### PROBLEM TO WORK ON
Collect every line in the entries below that contains the word "trunk", and copy each one unchanged.

### THE INPUT
******
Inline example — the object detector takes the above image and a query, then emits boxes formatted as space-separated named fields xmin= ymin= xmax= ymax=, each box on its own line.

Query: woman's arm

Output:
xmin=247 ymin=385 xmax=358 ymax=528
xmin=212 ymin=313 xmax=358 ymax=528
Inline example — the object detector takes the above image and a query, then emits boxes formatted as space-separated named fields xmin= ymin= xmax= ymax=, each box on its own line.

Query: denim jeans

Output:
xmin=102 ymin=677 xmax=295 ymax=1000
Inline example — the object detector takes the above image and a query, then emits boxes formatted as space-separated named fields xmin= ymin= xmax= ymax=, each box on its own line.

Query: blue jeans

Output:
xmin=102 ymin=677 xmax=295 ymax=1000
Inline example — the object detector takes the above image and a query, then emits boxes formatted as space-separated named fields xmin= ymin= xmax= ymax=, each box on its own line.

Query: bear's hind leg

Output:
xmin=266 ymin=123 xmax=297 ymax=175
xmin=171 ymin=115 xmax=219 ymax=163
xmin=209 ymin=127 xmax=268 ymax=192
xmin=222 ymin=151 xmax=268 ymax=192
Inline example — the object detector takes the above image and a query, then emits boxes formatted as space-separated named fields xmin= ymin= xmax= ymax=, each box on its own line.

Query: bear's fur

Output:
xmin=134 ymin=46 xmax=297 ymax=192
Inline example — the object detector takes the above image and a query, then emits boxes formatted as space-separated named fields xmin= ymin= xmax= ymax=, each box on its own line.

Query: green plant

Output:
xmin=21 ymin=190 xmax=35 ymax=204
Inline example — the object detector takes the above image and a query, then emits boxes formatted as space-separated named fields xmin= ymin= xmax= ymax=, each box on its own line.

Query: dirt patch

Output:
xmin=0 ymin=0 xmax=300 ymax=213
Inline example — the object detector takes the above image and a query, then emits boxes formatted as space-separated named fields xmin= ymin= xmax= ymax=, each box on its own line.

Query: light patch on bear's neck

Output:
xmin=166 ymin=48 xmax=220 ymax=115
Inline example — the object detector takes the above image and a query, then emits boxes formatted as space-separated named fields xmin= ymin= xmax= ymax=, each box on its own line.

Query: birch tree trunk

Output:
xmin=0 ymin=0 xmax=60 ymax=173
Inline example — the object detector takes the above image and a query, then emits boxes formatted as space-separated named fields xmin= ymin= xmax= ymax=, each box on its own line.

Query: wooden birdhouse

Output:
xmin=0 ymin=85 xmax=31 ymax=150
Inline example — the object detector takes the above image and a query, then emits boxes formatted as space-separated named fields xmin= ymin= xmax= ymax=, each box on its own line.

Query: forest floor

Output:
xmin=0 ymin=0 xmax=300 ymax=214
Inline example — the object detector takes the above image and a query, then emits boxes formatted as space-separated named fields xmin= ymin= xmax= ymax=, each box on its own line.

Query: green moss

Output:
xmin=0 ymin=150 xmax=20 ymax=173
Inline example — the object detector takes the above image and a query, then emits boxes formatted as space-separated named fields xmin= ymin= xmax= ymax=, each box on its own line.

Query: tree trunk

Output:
******
### REPLY TO THE EXERCISE
Query: birch tree trunk
Query: tree trunk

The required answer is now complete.